▶ _TASK DESCRIPTION_:
Write the next part of the post about holiday stress and a Christmas Eve dinner for the homeless, picking up right after its last sentence.

▶ _SUPPLIED TEXT_:
+++
To say I’ve been stressed lately is an understatement! I mean, really, everyday life is stressful with trying to see things and understand. (Visual and hearing impairments are no joke) Trust me, there is much miscommunication that goes on around here. Half the time I can do nothing about it but adjust my attitude and response. While at Great Clips for a haircut on Friday, as I walked in while Ron was parking, a guy acted like he knew me and asked where my husband was. It turned out to be one of my husband’s friends and I was embarrassed that I didn’t see him well enough to know who he was. That’s just a tiny example. When I’m at home, I’m fine but in unfamiliar areas, it can be stressful. Plus the fact, it’s Christmas time.
While we don’t do a lot around the holidays, we do a few things. Year round we are on a team that serves the homeless. We will be serving Christmas Eve, but most of our team won’t be able to come: out of town or “under the weather”. When God opens a door, I typically step in, even though I’m so unprepared. I’ve been praying for about two weeks about this upcoming time of ministry, that God would work it out to be something very special for the people so they could see God’s love for them. Let me just say, as of right now, things are falling into place unlike I could have ever imagined. Some friends from the book club that I’m in are bringing desserts and a friend just sent me a picture of 150 cookies that she and her boyfriend had made. Ron and I thought we could be cooking for the event but it sounds like a group has stepped up to totally bless these precious people with BBQ, beans and coleslaw. I am in tears at the faithfulness of God. Once the dinner is complete and I have a chance, I will give an update. I am so blown away by the faithfulness of God and watching Him work it all out. Many sweet people are helping and it is beautiful!
+++
▶ _DATASET EXTRACT_:
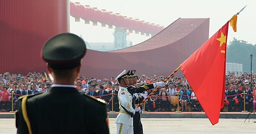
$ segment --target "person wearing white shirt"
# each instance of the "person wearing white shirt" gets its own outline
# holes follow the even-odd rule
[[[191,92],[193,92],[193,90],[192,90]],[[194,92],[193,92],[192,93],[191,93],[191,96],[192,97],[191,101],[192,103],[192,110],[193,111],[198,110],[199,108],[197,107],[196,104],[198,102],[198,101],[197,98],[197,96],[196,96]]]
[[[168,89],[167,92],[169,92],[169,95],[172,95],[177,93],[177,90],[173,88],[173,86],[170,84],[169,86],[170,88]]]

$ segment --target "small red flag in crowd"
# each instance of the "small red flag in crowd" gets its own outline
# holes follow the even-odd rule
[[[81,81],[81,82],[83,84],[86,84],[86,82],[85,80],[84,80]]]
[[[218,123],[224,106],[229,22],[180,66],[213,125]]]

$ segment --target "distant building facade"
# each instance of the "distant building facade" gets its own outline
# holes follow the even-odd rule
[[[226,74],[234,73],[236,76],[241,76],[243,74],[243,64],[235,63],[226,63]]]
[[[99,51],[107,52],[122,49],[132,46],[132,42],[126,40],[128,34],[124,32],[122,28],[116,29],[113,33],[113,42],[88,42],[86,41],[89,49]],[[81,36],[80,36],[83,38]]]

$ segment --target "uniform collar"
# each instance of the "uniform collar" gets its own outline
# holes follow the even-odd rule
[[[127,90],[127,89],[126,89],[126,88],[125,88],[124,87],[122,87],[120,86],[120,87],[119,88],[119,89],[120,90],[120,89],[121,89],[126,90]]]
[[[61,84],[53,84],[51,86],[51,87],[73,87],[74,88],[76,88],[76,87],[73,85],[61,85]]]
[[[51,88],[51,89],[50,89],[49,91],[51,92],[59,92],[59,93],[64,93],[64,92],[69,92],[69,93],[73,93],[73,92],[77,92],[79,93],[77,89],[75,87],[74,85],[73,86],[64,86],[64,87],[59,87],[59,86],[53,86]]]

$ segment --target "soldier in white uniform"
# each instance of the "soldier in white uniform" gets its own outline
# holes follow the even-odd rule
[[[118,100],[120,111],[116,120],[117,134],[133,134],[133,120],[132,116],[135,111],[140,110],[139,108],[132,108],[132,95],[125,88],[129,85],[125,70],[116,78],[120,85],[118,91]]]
+++
▶ _TASK RESULT_:
The last few weeks I’ve talked to the people about different parts of the Christmas story. This Wednesday we will wrap it up. Well, actually God has already wrapped it up in the gift of Jesus birth. I pray He gives me the words to speak well for His glory. (It will be a pretty short devotion but to share how God has brought it all together for the special meal and desserts, just WOW!).
We had our girlfriend’s Christmas dinner last week. One friend gave us all a nice Christmas mug. I think everyone’s had their initial and a Christmas design. Mine had “Comfort & Joy” with a Christmas design. It was like God was telling me something. He brings good tidings of comfort and joy when we trust in Him. In trusting Him, I have to let go of the situations troubling me and trust Him to work it out. As I pour out my heart to the Lord, He has used different parts of the Christmas story to impress things upon my heart. From being obedient like Mary in a perplexing situation, the shepherds hearing the angels in noise, to eagerly following Jesus like the wisemen followed the star, to making room for Jesus, there is much the Lord has impressed upon me this season. As I “let go and let God”, truly trusting Him when I don’t see how it’s going to work. Seeing God work behind the scenes to bring things together, I’m in awe of God. He is faithful always. He loves us so much He came, with a manager as His bed. Such humility, compassion and love. People were expecting a ruler not a baby born to a virgin and placed in a manager. But that baby changed everything. Jesus! Immanuel, God with us! His good tidings of comfort & joy are trickling in and my heart is full. I wish you a blessed Christmas week with your family and friends. Don’t forget those less fortunate. Give the gift of you: your time, kindness, compassion, a listening ear, prayer and resources if you can spare anything. I’ve learned it is far more blessed to give than receive.
Merry Christmas to you all!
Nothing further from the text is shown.